Part of a data file:
-- START --
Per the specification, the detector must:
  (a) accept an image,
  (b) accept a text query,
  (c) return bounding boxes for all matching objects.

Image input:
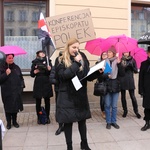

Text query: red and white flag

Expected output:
[38,12,56,56]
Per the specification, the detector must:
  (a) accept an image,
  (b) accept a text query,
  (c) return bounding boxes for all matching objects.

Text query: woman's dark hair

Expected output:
[6,54,15,57]
[36,50,45,56]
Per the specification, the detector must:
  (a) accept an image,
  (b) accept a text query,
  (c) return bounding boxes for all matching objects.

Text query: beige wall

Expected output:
[51,0,141,107]
[50,0,131,66]
[0,0,145,110]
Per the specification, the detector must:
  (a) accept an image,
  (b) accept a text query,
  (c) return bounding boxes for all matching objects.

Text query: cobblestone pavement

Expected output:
[0,103,150,150]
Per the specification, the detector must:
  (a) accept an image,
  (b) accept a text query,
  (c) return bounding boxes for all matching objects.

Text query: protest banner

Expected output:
[46,9,96,48]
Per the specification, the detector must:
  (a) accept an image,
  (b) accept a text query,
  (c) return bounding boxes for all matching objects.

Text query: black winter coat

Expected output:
[56,52,91,123]
[138,58,150,109]
[30,58,53,99]
[106,63,125,93]
[0,63,25,113]
[119,56,138,90]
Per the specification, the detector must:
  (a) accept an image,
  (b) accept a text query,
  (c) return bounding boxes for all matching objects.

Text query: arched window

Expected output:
[0,0,49,72]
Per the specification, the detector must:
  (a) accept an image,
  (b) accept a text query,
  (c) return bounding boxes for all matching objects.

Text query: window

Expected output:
[20,28,27,36]
[140,25,145,32]
[32,29,39,36]
[131,4,150,40]
[139,12,144,20]
[5,29,13,36]
[0,0,49,70]
[19,10,27,22]
[32,12,39,22]
[6,11,14,22]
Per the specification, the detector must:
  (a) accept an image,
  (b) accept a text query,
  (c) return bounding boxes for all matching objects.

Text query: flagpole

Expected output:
[42,37,49,66]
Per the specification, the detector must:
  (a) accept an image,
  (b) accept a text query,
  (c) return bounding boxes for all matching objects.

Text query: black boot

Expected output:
[122,110,128,118]
[141,120,150,131]
[55,123,64,135]
[5,113,11,130]
[47,117,51,124]
[12,113,19,128]
[80,140,91,150]
[135,112,141,119]
[67,142,73,150]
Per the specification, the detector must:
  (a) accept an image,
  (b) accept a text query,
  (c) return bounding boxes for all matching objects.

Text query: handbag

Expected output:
[93,80,107,96]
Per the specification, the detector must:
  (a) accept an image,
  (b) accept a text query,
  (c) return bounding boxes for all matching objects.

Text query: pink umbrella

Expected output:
[0,45,27,55]
[85,38,105,56]
[101,34,138,57]
[130,47,147,69]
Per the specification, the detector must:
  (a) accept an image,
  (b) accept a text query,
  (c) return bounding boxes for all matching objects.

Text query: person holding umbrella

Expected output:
[0,54,25,129]
[30,50,53,124]
[105,46,124,129]
[119,52,141,118]
[138,46,150,131]
[56,38,91,150]
[96,52,109,119]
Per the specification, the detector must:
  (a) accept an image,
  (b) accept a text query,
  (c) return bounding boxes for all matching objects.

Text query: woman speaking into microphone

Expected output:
[56,38,91,150]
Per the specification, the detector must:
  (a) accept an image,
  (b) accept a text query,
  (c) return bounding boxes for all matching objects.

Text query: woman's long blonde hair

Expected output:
[59,38,80,68]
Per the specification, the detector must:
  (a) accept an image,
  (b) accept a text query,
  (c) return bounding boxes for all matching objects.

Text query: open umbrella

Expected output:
[130,47,147,69]
[0,45,27,55]
[101,34,138,57]
[138,32,150,44]
[85,38,104,56]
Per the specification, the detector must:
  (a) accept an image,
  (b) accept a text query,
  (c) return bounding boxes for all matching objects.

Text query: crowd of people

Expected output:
[0,38,150,150]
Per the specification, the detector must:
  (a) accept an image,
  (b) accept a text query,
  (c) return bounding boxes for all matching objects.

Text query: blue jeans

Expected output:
[105,93,119,123]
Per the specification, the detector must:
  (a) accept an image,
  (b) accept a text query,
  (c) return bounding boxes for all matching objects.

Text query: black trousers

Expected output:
[121,89,138,113]
[100,96,105,111]
[64,120,87,145]
[144,108,150,121]
[5,112,17,125]
[36,98,50,118]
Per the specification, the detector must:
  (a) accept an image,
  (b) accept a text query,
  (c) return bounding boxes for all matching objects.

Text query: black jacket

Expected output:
[106,63,125,93]
[56,52,91,123]
[138,58,150,109]
[0,63,24,113]
[119,56,138,90]
[30,58,53,99]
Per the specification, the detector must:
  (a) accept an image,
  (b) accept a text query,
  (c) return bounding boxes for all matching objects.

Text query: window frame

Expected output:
[0,0,50,46]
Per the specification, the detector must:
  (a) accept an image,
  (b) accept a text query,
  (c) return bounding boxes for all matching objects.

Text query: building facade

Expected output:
[0,0,150,111]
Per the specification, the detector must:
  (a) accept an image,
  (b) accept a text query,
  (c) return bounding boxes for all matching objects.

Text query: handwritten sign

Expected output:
[46,9,96,48]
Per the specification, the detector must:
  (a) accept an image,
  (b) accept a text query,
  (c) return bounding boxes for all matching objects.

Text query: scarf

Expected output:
[109,57,118,79]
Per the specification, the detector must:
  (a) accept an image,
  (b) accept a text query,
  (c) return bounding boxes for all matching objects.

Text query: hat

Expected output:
[108,46,117,55]
[147,46,150,52]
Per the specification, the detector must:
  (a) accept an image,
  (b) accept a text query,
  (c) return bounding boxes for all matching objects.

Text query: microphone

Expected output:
[74,52,81,63]
[74,52,78,57]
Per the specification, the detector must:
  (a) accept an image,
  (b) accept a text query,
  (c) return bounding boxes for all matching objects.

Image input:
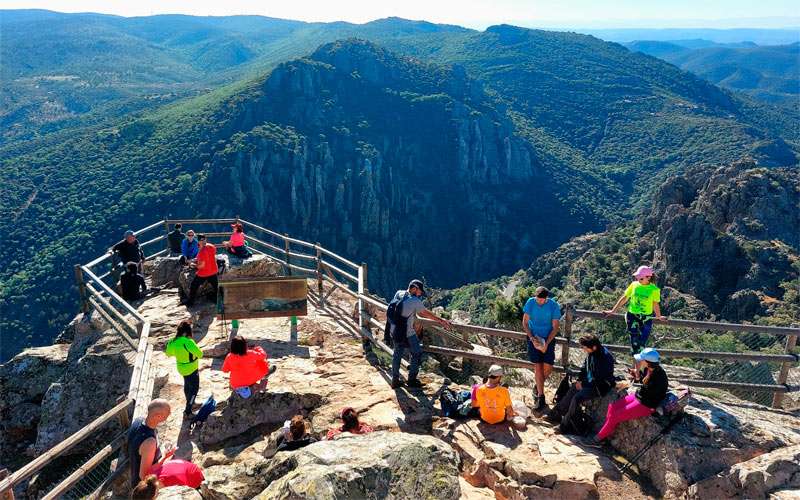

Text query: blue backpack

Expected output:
[189,396,217,430]
[383,293,408,347]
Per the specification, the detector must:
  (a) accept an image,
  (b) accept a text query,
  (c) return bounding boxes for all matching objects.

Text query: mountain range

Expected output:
[0,11,800,359]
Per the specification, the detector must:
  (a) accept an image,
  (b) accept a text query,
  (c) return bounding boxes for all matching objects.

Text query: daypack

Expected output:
[189,396,217,430]
[383,293,408,347]
[559,405,593,436]
[439,387,472,418]
[656,387,692,415]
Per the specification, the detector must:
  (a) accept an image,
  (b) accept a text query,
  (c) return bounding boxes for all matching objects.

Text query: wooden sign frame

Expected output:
[217,275,308,319]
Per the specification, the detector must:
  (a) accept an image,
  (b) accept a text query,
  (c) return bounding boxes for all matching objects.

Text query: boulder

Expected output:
[158,486,203,500]
[0,344,69,465]
[255,432,461,500]
[688,445,800,500]
[200,386,325,445]
[144,257,182,287]
[35,331,136,454]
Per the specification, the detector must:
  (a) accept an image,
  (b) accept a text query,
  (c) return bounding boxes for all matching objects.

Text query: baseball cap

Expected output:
[633,347,661,363]
[408,280,426,295]
[633,266,654,279]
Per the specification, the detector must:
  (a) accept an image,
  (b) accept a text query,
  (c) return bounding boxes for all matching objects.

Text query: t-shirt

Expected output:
[392,290,425,337]
[197,243,217,278]
[625,281,661,316]
[475,384,511,424]
[522,297,561,340]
-- END --
Copy the records word for word from the start up to and including the line with "[38,12,56,56]". Leave the pictures out of your copy.

Per the specification, the detector must:
  (a) accept an image,
  (b) accept a text query,
  (c) return bounding boxes for all matching objects.

Image input:

Text query: red and white flag

Expected output:
[38,12,56,56]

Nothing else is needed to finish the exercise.